Available data »
================
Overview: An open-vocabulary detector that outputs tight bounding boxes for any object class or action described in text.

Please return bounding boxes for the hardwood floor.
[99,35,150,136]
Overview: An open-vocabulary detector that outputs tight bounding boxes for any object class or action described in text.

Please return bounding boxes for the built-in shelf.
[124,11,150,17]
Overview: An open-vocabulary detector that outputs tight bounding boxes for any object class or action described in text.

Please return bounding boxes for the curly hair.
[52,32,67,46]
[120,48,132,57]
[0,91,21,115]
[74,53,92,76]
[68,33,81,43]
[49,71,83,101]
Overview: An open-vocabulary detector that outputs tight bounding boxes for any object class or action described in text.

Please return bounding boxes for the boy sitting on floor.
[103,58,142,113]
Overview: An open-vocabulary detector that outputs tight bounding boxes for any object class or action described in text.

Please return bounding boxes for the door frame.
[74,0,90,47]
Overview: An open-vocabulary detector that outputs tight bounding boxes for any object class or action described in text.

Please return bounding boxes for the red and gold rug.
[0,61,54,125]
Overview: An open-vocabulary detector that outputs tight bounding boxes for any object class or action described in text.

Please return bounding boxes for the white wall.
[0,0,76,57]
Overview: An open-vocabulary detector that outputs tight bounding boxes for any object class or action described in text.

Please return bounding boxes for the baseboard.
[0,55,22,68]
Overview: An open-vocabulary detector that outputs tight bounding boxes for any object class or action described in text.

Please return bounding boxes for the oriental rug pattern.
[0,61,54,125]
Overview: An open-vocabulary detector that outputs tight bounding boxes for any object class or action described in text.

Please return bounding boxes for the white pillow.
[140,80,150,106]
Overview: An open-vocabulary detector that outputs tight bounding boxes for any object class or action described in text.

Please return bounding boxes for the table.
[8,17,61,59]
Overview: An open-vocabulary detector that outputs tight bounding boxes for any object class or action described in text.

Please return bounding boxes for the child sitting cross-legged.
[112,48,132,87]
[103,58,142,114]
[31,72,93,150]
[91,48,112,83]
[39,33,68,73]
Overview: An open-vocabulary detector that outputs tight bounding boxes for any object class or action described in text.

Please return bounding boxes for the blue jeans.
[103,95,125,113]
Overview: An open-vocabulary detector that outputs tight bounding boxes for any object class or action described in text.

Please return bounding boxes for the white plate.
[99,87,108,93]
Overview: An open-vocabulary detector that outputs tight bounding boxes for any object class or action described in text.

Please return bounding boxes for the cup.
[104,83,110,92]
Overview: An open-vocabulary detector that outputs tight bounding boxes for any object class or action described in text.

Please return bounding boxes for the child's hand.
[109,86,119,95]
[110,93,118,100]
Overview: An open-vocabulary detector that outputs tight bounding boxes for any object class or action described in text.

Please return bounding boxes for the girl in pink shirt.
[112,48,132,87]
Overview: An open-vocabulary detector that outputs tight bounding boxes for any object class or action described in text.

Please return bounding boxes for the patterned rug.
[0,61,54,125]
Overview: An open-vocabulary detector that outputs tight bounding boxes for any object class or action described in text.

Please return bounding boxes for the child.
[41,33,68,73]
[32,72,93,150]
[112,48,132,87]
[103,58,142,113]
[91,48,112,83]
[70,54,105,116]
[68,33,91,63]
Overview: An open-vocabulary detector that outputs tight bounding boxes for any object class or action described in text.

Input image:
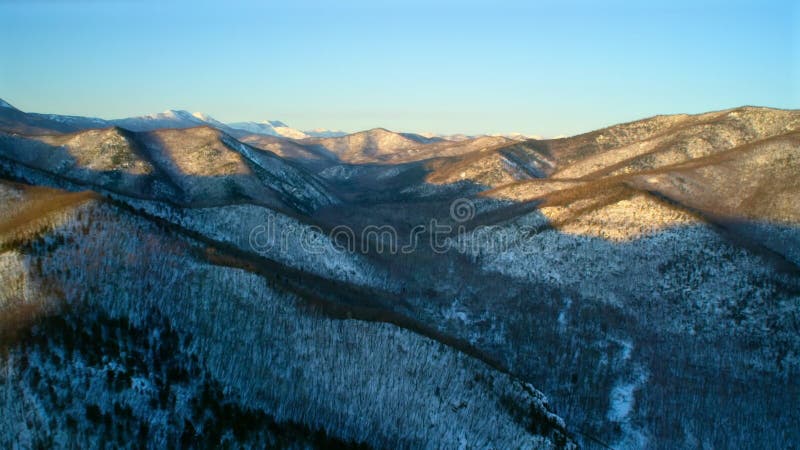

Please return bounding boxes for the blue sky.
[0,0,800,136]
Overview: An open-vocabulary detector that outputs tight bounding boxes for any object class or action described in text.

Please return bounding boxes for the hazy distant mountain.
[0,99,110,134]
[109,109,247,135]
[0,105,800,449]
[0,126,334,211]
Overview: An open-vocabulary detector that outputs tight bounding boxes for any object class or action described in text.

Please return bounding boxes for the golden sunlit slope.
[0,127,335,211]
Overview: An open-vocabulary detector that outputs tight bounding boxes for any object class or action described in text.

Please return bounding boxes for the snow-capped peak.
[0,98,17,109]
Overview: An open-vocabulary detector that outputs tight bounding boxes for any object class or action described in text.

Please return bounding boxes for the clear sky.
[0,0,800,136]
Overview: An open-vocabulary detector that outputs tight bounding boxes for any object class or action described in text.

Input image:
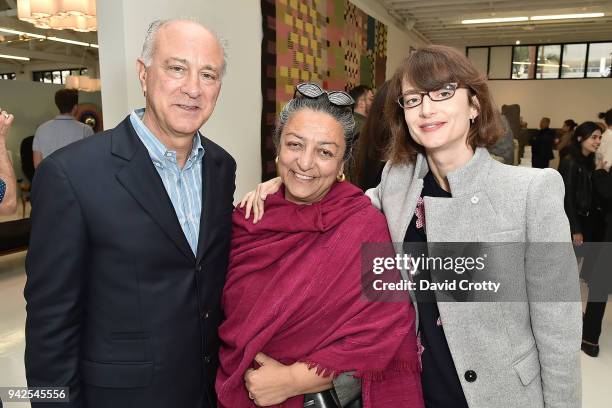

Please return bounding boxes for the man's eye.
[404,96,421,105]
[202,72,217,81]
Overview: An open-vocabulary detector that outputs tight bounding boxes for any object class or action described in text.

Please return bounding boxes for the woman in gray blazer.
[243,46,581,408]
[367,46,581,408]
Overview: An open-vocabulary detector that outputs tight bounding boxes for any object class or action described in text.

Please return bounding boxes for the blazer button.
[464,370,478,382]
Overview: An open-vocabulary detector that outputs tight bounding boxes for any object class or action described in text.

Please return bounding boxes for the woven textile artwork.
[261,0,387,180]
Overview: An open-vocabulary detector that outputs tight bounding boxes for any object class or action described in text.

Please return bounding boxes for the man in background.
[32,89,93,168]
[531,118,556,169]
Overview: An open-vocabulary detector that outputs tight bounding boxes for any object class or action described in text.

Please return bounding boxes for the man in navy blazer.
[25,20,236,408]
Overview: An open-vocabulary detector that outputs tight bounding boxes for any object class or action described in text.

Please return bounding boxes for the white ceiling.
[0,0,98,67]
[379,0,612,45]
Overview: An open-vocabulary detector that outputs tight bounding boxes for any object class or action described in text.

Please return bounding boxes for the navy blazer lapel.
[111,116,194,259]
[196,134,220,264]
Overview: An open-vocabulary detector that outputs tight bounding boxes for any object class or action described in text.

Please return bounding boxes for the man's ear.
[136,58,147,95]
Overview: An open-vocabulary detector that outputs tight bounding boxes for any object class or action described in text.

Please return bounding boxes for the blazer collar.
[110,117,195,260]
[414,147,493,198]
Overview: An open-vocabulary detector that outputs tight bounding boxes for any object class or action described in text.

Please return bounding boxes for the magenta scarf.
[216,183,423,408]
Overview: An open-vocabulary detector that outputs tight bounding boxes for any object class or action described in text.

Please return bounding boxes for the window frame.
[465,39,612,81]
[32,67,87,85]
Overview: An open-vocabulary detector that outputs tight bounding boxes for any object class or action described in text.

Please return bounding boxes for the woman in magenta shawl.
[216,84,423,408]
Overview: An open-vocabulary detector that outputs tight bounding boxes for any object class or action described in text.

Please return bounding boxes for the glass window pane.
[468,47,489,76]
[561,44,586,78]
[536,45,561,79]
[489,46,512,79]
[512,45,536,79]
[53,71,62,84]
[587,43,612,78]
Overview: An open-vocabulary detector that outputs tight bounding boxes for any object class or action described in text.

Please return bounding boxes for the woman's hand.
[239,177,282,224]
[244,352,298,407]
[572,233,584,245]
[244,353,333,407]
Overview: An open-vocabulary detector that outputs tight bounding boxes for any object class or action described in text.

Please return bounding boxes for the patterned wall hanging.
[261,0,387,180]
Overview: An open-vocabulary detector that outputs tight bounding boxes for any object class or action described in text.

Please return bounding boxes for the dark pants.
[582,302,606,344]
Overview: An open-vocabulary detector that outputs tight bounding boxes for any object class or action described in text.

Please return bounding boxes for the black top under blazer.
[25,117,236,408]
================
Task brief »
Can you format every entry above as a numbered list with the blank lines dropped? Leave the pictures out of your answer.

The response »
1. Overview: An open-vocabulary detector that outputs tight bounding boxes for any object class or action described in text.
2. Please return bounding boxes for the hardwood floor.
3. [99,35,150,136]
4. Overview: An open-vocabulary detector that outputs tight bounding boxes for any object class or action described in text.
5. Please return bounding boxes for the built-in shelf.
6. [124,11,150,17]
7. Overview: An open-vocabulary detector that outputs tight bounding boxes for any object class or action described in text.
8. Please return bounding boxes for the curly hair.
9. [52,32,67,46]
10. [120,48,132,57]
11. [0,91,21,115]
12. [74,53,92,76]
13. [68,33,81,43]
14. [49,71,83,101]
15. Overview: An open-vocabulary detector that outputs tight bounding boxes for any object class or action described in text.
16. Please return bounding boxes for the boy sitting on floor.
17. [103,58,142,113]
18. Overview: An open-vocabulary detector that outputs tight bounding boxes for any object class or action described in text.
19. Please return bounding boxes for the door frame.
20. [74,0,90,47]
21. Overview: An open-vocabulary detector that outputs tight bounding boxes for any object class or action described in text.
22. Please return bounding boxes for the red and gold rug.
23. [0,61,54,125]
24. Overview: An open-vocabulary detector that outputs tight bounding boxes for any object class or action described in text.
25. Please return bounding boxes for the white wall.
26. [0,0,76,57]
27. Overview: An open-vocabulary detector that outputs tight bounding boxes for any object class or action described in text.
28. Please return bounding boxes for the baseboard.
29. [0,55,22,68]
30. Overview: An open-vocabulary detector that outputs tight bounding boxes for any object class or action described in text.
31. Please return bounding boxes for the oriental rug pattern.
32. [0,61,54,125]
33. Overview: An open-vocabulary detector that outputs tight bounding boxes for any object class or action described in text.
34. Please return bounding boxes for the white pillow.
35. [140,80,150,106]
36. Overview: An open-vocabulary detector that outputs tight bounding boxes for any object class or action described in text.
37. Please return bounding boxes for the table.
38. [8,17,61,59]
39. Overview: An open-vocabulary detector that outputs tight bounding boxes for any object class or action described in text.
40. Please return bounding boxes for the child sitting cross-legged.
41. [112,48,132,87]
42. [103,58,142,114]
43. [31,72,93,150]
44. [91,48,112,83]
45. [39,33,68,73]
46. Overview: An open-vocabulary detector that outputs tight bounding boxes for any object class or action described in text.
47. Please return bounding boxes for the blue jeans.
48. [103,95,125,113]
49. Overview: An open-vocabulary detector that outputs tight bounding boxes for any object class or action described in text.
50. Please return bounding boxes for the white plate.
51. [99,87,108,93]
52. Overview: An open-vocabulary detector that outputs tight bounding boxes for any object class or action described in text.
53. Please return bounding boxes for the cup.
54. [104,83,110,92]
55. Overview: An open-vocabulary detector that outputs tight bounding boxes for any object class or action described in text.
56. Please return bounding boxes for the child's hand.
57. [109,86,119,95]
58. [110,93,118,100]
59. Overview: An open-vocabulary detector that outputs tight bounding boxes for any object class or action described in text.
60. Please return bounding boxes for the girl in pink shirt.
61. [112,48,132,87]
62. Overview: An open-vocabulary detector that outputs tight bounding boxes for any object class or action described in text.
63. Please return bounding boxes for the patterned rug.
64. [0,61,54,125]
65. Overview: An open-vocabulary detector that outputs tight bounding boxes for any object class or action described in text.
66. Please return bounding boxes for the child.
67. [41,33,68,73]
68. [32,72,93,150]
69. [112,48,132,87]
70. [103,58,142,113]
71. [91,48,112,83]
72. [70,54,105,116]
73. [68,33,91,63]
74. Overview: An open-vocabulary detector that outputs tight bounding boxes for any object class or action described in text.
75. Input image:
76. Please return bounding boxes for the blue sky.
77. [0,0,800,136]
78. Overview: An open-vocabulary detector that outputs tight bounding boxes for any object class or action described in text.
79. Please return bounding boxes for the hazy distant mountain.
80. [0,99,110,134]
81. [109,109,247,135]
82. [0,105,800,449]
83. [0,126,334,211]
84. Overview: An open-vocabulary detector that outputs tight bounding boxes for any object class or action described in text.
85. Please return bounding boxes for the golden sunlit slope.
86. [0,127,335,211]
87. Overview: An open-vocabulary detector that outputs tight bounding boxes for any object class or action described in text.
88. Please return bounding boxes for the snow-capped peak.
89. [0,98,17,109]
90. Overview: An open-vocabulary detector that outputs tight bounding boxes for any object class or action described in text.
91. Please return bounding boxes for the clear sky.
92. [0,0,800,136]
93. Overview: An open-vocabulary detector that outputs tight bounding boxes for any object class or action described in text.
94. Input image:
95. Please return bounding boxes for the man's eye.
96. [404,96,421,105]
97. [202,72,217,81]
98. Overview: An open-vocabulary detector that outputs tight bounding boxes for any object class or action described in text.
99. Please return bounding boxes for the woman in gray blazer.
100. [243,46,581,408]
101. [367,46,581,408]
102. Overview: An open-vocabulary detector that outputs tight bounding boxes for any object class or action described in text.
103. Please return bounding boxes for the blazer button.
104. [464,370,478,382]
105. Overview: An open-vocabulary detector that outputs tight bounding boxes for any object class or action described in text.
106. Please return bounding boxes for the woven textile artwork.
107. [261,0,387,180]
108. Overview: An open-vocabulary detector that outputs tight bounding boxes for any object class or action described in text.
109. Please return bounding boxes for the man in background.
110. [32,89,93,168]
111. [531,118,556,169]
112. Overview: An open-vocabulary detector that outputs tight bounding boxes for any object class or action described in text.
113. Please return bounding boxes for the man in navy blazer.
114. [25,20,236,408]
115. Overview: An open-vocabulary detector that outputs tight bounding boxes for any object class or action described in text.
116. Please return bounding boxes for the white ceiling.
117. [0,0,98,67]
118. [379,0,612,45]
119. Overview: An open-vocabulary detector that outputs tight bounding boxes for any object class or action described in text.
120. Please return bounding boxes for the navy blazer lapel.
121. [111,116,194,259]
122. [196,134,220,264]
123. Overview: An open-vocabulary detector that outputs tight bounding boxes for any object class or action described in text.
124. Please return bounding boxes for the man's ear.
125. [136,58,147,95]
126. Overview: An open-vocabulary detector that outputs tight bounding boxes for any object class or action described in text.
127. Please return bounding boxes for the blazer collar.
128. [110,117,195,260]
129. [414,147,493,198]
130. Overview: An open-vocabulary detector that outputs tight bounding boxes for any object class or action described in text.
131. Please return bounding boxes for the magenta scarf.
132. [216,183,423,408]
133. Overview: An open-vocabulary detector that outputs tight bounding boxes for any object class or action described in text.
134. Please return bounding boxes for the window frame.
135. [465,39,612,81]
136. [32,67,87,85]
137. Overview: An open-vocabulary detector that outputs tight bounding boxes for any object class or action described in text.
138. Please return bounding boxes for the woman in magenta shawl.
139. [216,84,423,408]
140. Overview: An open-vocabulary detector that outputs tight bounding boxes for any object class or action described in text.
141. Please return bounding boxes for the glass window pane.
142. [468,47,489,76]
143. [561,44,586,78]
144. [536,45,561,79]
145. [489,46,512,79]
146. [512,45,536,79]
147. [53,71,62,84]
148. [587,43,612,78]
149. Overview: An open-vocabulary detector that outputs tight bounding boxes for any object class or action described in text.
150. Please return bounding boxes for the woman's hand.
151. [239,177,282,224]
152. [244,352,298,407]
153. [572,233,584,245]
154. [244,353,333,407]
155. Overview: An open-vocabulary detector that outputs tight bounding boxes for any object class or action described in text.
156. Please return bounding boxes for the patterned wall hanging.
157. [261,0,387,180]
158. Overview: An open-vocabulary detector that outputs tight bounding boxes for any object class or action described in text.
159. Please return bounding boxes for the dark pants.
160. [582,302,606,344]
161. Overview: An open-vocabulary detector that outputs tight bounding boxes for any object class or action described in text.
162. Please return bounding boxes for the black top under blazer.
163. [25,117,236,408]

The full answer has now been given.